(Dataset entries)

>>>

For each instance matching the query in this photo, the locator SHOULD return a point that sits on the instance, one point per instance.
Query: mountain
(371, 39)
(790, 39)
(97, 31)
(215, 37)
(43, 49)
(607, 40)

<<<

◆ **TASK PROMPT**: Word for word, write out the data.

◆ **SOLUTION**:
For each instance matching the query in this photo, the locator SHOULD return a point that sits on the instance, one point per instance.
Query: mountain
(371, 39)
(790, 39)
(97, 31)
(215, 37)
(43, 49)
(607, 40)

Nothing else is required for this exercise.